→ **Data records**
◇ ◇ ◇ ◇ ◇

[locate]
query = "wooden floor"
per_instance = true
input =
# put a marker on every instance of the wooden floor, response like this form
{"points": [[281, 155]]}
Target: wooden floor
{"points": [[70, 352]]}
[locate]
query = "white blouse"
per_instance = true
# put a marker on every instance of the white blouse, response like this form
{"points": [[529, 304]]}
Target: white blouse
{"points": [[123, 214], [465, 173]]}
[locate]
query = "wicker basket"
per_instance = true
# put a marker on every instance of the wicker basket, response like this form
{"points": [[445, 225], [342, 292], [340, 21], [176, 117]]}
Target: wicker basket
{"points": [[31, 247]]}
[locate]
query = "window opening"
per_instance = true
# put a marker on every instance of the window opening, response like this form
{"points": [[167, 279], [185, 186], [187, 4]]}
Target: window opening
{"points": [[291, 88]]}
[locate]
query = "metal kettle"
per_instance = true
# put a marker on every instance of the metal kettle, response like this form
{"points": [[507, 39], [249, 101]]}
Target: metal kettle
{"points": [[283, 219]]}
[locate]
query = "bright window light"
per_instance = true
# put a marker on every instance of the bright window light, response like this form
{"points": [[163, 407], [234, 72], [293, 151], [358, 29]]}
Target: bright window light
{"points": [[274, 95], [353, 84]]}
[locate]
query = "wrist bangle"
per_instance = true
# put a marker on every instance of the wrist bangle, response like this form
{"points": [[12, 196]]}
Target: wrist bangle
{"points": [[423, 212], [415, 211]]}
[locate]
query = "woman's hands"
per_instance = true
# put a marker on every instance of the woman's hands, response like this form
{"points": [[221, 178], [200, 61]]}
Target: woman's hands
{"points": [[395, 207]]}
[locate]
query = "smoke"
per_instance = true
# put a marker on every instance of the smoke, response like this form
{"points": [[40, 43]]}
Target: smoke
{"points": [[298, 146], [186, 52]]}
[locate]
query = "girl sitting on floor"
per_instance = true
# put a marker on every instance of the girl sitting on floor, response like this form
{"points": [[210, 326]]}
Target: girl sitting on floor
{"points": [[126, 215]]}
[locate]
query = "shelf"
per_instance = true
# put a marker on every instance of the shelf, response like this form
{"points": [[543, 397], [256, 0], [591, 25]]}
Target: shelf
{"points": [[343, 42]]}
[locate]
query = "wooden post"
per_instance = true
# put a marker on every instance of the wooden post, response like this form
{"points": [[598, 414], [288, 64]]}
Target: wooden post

◇ ◇ ◇ ◇ ◇

→ **Exercise objective**
With "like" as the search string, filter the records and return each line that has it.

→ **Exercise response**
# put a marker on every instance of the wooden floor, response like this form
# put a marker on every instance of the white blouse, response like this form
# put a marker on every instance of the wicker basket, response like this form
# put a marker on every instance of the window opening, response like this form
# put a marker on every instance of the metal kettle, response like this form
# put a marker on every instance of the bright window light, response like this form
# put a marker on every instance of the wrist bangle, response like this form
# put a marker on every instance of the woman's hands, response like this form
# put a marker on every instance of the smoke, response like this form
# put a marker on every instance of the girl sitting on floor, response like this form
# put a marker on every instance of the shelf, response like this form
# put a marker on every instance of the wooden post, response like this form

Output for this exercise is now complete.